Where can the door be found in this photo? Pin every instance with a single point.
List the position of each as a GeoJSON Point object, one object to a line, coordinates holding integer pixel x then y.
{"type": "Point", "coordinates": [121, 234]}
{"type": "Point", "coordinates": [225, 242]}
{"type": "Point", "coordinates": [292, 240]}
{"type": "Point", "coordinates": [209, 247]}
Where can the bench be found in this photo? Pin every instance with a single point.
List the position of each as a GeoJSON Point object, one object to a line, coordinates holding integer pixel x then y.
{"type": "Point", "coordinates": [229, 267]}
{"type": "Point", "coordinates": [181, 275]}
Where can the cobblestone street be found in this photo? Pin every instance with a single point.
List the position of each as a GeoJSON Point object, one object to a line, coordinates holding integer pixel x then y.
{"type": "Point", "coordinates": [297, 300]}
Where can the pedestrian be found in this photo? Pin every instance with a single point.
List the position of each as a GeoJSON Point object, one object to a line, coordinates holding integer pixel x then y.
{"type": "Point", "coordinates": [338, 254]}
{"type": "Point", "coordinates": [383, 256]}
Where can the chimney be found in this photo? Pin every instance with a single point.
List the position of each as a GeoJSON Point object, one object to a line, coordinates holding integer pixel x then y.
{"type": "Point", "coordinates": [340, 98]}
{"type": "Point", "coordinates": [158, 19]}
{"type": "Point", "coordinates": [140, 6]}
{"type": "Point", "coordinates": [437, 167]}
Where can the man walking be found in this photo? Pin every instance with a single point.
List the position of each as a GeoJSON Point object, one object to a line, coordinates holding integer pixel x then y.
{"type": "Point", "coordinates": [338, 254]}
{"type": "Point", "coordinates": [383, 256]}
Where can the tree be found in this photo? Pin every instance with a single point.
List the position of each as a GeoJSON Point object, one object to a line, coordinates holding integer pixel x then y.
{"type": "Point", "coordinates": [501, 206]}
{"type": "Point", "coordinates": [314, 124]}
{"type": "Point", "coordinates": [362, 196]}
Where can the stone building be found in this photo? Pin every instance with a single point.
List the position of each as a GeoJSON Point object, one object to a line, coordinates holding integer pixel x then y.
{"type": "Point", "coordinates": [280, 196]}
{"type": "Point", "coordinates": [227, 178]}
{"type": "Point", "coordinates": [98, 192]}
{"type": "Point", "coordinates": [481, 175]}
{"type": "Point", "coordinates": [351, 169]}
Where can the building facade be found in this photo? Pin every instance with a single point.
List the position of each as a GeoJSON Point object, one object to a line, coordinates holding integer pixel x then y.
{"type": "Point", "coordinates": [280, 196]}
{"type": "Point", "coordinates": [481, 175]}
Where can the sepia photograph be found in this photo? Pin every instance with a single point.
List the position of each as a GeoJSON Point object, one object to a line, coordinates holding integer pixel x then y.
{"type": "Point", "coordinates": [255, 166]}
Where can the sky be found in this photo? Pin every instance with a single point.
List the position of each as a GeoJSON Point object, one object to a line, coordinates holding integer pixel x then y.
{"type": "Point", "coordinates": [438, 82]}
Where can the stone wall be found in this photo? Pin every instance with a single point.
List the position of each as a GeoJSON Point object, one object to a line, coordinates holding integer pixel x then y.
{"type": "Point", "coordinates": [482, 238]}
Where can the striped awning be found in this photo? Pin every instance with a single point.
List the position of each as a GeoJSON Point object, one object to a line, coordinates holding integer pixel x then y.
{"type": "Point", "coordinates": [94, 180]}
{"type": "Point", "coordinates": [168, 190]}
____________________
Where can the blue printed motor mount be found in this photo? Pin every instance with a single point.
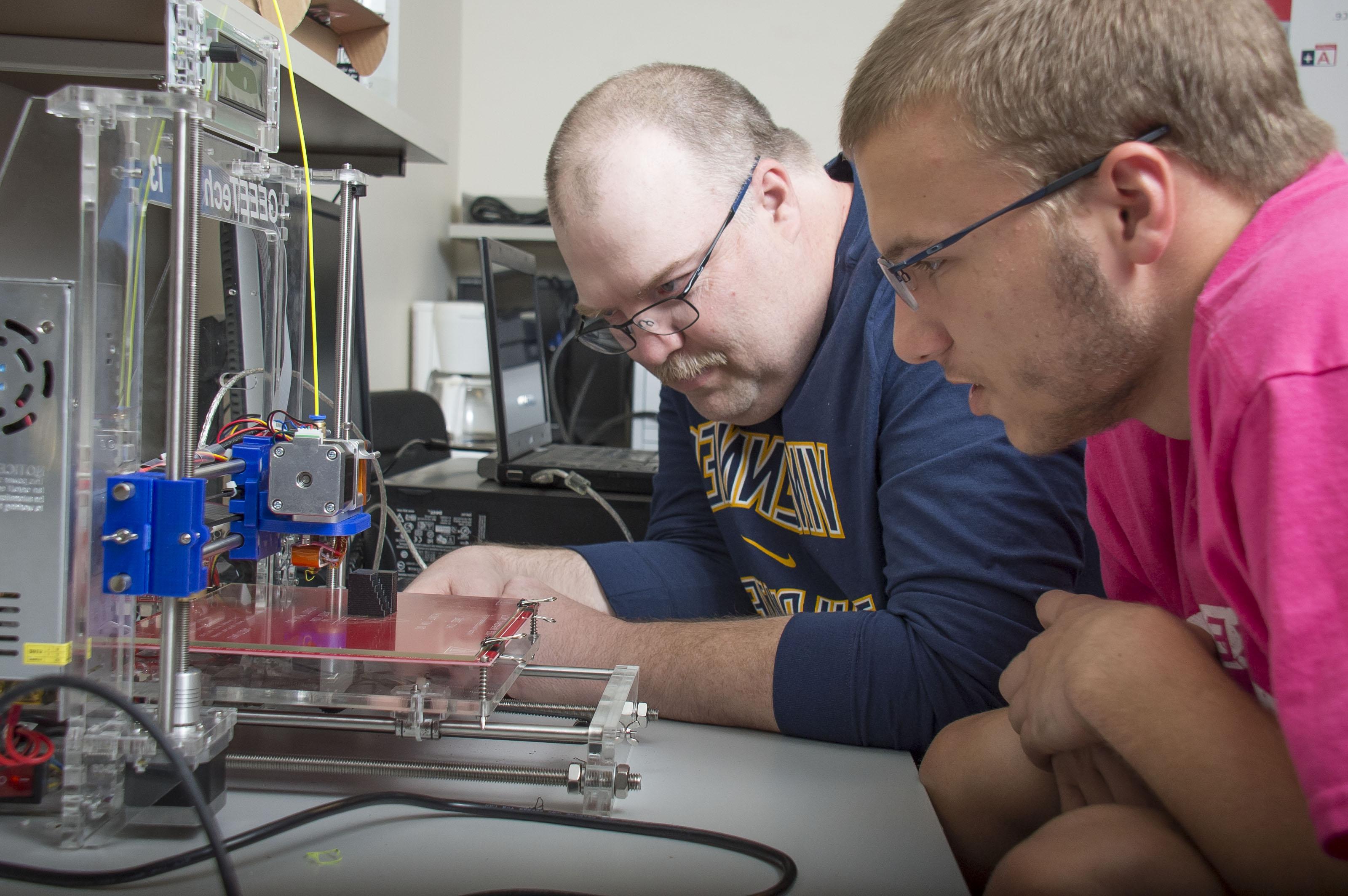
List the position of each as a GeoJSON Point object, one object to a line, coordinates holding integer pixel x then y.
____________________
Which lines of the records hold the string "building"? Copy each one.

Where can the stone building be found in this photo? Pin every instance with a single point.
Where can the building facade be found in this photo? Pin every instance with a single point.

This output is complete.